[Записи из набора данных для указания точек]
──────

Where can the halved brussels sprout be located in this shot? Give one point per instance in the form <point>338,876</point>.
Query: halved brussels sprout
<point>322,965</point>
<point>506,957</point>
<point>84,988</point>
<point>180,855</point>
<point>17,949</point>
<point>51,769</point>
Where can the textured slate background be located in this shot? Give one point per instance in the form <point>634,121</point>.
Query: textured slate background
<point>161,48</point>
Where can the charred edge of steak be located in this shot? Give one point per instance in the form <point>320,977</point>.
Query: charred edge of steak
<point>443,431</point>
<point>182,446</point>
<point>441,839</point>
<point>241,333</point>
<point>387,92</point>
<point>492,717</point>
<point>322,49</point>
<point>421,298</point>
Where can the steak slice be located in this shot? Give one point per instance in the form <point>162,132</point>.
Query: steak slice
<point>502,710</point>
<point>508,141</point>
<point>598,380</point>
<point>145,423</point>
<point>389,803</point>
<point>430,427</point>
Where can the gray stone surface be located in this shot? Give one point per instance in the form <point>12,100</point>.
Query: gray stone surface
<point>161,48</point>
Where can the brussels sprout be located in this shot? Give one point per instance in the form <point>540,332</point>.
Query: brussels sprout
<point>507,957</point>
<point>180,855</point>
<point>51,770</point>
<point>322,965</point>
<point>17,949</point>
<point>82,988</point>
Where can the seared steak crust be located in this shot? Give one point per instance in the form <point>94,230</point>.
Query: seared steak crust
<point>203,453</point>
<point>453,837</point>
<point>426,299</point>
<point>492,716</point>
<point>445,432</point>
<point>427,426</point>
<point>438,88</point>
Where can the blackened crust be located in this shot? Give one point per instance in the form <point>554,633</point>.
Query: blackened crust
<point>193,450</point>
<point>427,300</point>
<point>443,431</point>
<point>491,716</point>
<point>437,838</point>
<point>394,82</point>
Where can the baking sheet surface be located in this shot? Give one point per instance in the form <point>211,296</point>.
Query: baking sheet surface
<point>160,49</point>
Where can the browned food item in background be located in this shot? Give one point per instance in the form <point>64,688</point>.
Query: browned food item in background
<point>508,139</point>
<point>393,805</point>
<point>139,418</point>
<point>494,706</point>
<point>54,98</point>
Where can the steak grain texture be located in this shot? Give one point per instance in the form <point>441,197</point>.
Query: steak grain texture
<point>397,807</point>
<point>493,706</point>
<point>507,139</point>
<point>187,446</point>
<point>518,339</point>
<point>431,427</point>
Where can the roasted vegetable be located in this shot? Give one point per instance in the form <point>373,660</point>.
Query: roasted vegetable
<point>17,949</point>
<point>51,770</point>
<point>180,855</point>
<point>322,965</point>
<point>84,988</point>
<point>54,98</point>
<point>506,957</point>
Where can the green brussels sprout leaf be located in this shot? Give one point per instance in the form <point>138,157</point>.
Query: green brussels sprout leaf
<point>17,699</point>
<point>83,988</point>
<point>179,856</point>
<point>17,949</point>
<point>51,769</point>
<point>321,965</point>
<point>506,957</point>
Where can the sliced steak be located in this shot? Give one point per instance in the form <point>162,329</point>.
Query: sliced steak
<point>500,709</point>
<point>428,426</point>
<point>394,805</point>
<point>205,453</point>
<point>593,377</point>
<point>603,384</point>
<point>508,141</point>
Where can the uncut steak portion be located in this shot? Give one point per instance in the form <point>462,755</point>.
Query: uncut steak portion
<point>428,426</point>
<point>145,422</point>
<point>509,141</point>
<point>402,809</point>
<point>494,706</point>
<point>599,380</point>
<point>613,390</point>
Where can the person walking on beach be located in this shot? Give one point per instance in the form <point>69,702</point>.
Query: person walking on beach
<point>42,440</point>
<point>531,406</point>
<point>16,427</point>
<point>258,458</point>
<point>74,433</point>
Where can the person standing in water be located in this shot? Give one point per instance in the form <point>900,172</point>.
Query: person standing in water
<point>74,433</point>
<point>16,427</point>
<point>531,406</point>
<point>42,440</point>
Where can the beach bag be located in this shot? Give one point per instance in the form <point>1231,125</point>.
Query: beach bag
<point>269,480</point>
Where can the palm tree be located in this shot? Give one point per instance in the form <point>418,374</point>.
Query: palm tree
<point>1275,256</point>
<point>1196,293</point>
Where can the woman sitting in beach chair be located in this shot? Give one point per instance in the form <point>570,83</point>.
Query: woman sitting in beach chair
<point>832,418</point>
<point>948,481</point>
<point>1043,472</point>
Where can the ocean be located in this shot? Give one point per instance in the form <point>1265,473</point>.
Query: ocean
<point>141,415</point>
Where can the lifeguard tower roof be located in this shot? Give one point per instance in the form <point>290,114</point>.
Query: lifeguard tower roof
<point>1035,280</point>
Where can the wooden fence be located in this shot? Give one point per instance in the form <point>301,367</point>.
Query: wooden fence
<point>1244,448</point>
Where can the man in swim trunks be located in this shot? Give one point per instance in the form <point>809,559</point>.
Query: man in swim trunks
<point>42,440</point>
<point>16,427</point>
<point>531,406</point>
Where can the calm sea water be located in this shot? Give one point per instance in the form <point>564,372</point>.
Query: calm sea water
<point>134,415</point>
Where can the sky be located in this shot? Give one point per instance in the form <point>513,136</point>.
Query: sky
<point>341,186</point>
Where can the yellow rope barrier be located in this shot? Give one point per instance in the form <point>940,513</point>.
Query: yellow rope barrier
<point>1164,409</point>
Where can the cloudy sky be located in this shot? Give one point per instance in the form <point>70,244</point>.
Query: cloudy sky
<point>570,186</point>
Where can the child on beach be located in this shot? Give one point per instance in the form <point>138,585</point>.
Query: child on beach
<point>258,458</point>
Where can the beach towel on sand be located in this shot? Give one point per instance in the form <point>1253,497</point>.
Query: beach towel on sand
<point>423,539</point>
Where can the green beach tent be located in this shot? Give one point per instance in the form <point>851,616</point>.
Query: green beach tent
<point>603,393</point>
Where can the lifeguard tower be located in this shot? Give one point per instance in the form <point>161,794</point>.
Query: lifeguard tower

──────

## Задание:
Воспроизведите данные полностью, подставив «in this photo» вместо «in this shot» во всех местах и сохранив всё прочее без изменений.

## Результат:
Where can the halved brussels sprout be located in this photo? Give one point per instance in the form <point>338,876</point>.
Query: halved brussels sprout
<point>322,965</point>
<point>506,957</point>
<point>84,988</point>
<point>180,855</point>
<point>17,949</point>
<point>51,769</point>
Where can the textured slate background be located in this photo? Give one point per instance in the form <point>634,121</point>.
Query: textured slate background
<point>161,48</point>
Where can the charred edge of steak be located in this photo? Give one point per instance in the form <point>320,977</point>.
Query: charred edge of steak
<point>443,431</point>
<point>182,446</point>
<point>441,839</point>
<point>241,333</point>
<point>387,92</point>
<point>492,717</point>
<point>322,49</point>
<point>421,298</point>
Where can the steak slice be located in this photo? Give one point per instance in the form <point>162,132</point>.
Query: steak slice
<point>502,710</point>
<point>508,141</point>
<point>598,380</point>
<point>145,423</point>
<point>389,803</point>
<point>430,427</point>
Where can the gray stone surface be located in this photo? Give one point per instance in the form <point>12,100</point>.
Query: gray stone surface
<point>161,48</point>
Where can the brussels sprout be located in this photo? Give one point per instance in the form <point>540,332</point>.
Query: brussels sprout
<point>507,957</point>
<point>180,855</point>
<point>51,770</point>
<point>322,965</point>
<point>17,949</point>
<point>82,988</point>
Where can the seared steak crust be located in this photo? Give one point per instance in the form <point>94,230</point>.
Query: seared steak crust
<point>203,453</point>
<point>453,837</point>
<point>426,299</point>
<point>492,716</point>
<point>445,432</point>
<point>427,426</point>
<point>438,88</point>
Where can the blackened crust be located in this photo? Give one point per instance in the form <point>554,633</point>.
Query: blackened crust
<point>193,450</point>
<point>427,300</point>
<point>443,431</point>
<point>491,716</point>
<point>437,838</point>
<point>394,82</point>
Where can the baking sheet surface be located in this photo? Give one point per instance in the form <point>211,296</point>.
Query: baking sheet surface
<point>160,49</point>
Where can the browned food item in background be located in this photo? Give one point per instance in the form <point>64,688</point>.
Query: browned food item in background
<point>508,139</point>
<point>393,805</point>
<point>139,418</point>
<point>494,706</point>
<point>54,98</point>
Where can the steak grain texture be located in this photo? Give one point per instance in the form <point>441,197</point>.
Query: steak grain texture
<point>397,807</point>
<point>493,706</point>
<point>507,139</point>
<point>187,446</point>
<point>518,339</point>
<point>431,427</point>
Where can the roasted vegetable be located in this photo? Give one point per instance in the form <point>373,660</point>.
Query: roasted vegetable
<point>17,949</point>
<point>51,770</point>
<point>180,855</point>
<point>322,965</point>
<point>84,988</point>
<point>54,98</point>
<point>506,957</point>
Where can the green brussels sprout leaf be located in this photo? Give one point per instance in the form <point>138,157</point>.
Query: green brussels sprout leaf
<point>17,699</point>
<point>83,988</point>
<point>179,856</point>
<point>17,949</point>
<point>51,769</point>
<point>321,965</point>
<point>506,957</point>
Where can the sliced steak be located in this photo? Give one point per instance in the form <point>162,329</point>.
Query: sliced steak
<point>500,709</point>
<point>428,426</point>
<point>394,805</point>
<point>205,453</point>
<point>593,377</point>
<point>603,384</point>
<point>508,141</point>
Where can the uncut steak portion be located in this photo? Give one point per instance in the form <point>462,755</point>.
Query: uncut steak portion
<point>428,426</point>
<point>145,422</point>
<point>509,141</point>
<point>402,809</point>
<point>494,706</point>
<point>599,380</point>
<point>613,390</point>
Where can the person walking on beach be located in this photo? Give one point per instance in the form <point>69,702</point>.
Query: person walking on beach
<point>42,440</point>
<point>531,406</point>
<point>16,427</point>
<point>258,458</point>
<point>74,433</point>
Where can the person standing in water be located in this photo? Give one point per instance in the form <point>900,172</point>.
Query: person standing in water
<point>74,433</point>
<point>16,427</point>
<point>531,406</point>
<point>42,440</point>
Where can the beach bag be located in this photo? Give one point per instance in the form <point>1231,125</point>.
Query: beach bag
<point>269,480</point>
Where can the palm tree be located in this photo? Give one point per instance in the form <point>418,374</point>.
Query: palm tree
<point>1275,256</point>
<point>1196,293</point>
Where can the woman sitting in beach chair be located in this photo? Give one point per instance in the form <point>570,83</point>.
Query: woman sitting in beach chair
<point>832,418</point>
<point>948,481</point>
<point>1043,472</point>
Where can the ocean be located in this photo? Give one point per instance in the form <point>1265,473</point>.
Query: ocean
<point>141,415</point>
Where can the lifeguard tower roof be located in this photo? Give one point per instance in the form <point>290,114</point>.
Query: lifeguard tower roof
<point>1035,280</point>
Where can the wooden fence be located in this photo? Give one point per instance in the form <point>301,367</point>.
Query: wooden fence
<point>1244,448</point>
Where can the man in swim trunks be located in this photo? Give one point per instance in the form <point>809,559</point>.
Query: man in swim trunks
<point>42,440</point>
<point>16,427</point>
<point>531,406</point>
Where can the calm sea water be located in this photo? Give one point per instance in the form <point>564,372</point>.
Query: calm sea water
<point>134,415</point>
Where can the sky be located in this photo? Give one point per instance in the form <point>513,136</point>.
Query: sky
<point>341,186</point>
Where can the yellow rope barrier be located in this photo? Give one point per instance in the form <point>940,513</point>.
Query: yellow rope barrier
<point>1164,409</point>
Where can the cloudy sky be located in this photo? Give one point per instance in the form <point>70,244</point>.
Query: cloudy sky
<point>570,186</point>
Where can the child on beach be located in this photo? Give one point per instance in the form <point>138,585</point>.
Query: child on beach
<point>258,458</point>
Where can the beach towel on sand be located in this photo? Give one point per instance in the form <point>1253,497</point>.
Query: beach towel on sand
<point>423,539</point>
Where can the green beach tent be located in this photo? Give one point per instance in the form <point>851,616</point>.
Query: green beach tent
<point>603,393</point>
Where can the lifeguard tower be located in this photo? Give one point per instance in the form <point>161,794</point>.
Query: lifeguard tower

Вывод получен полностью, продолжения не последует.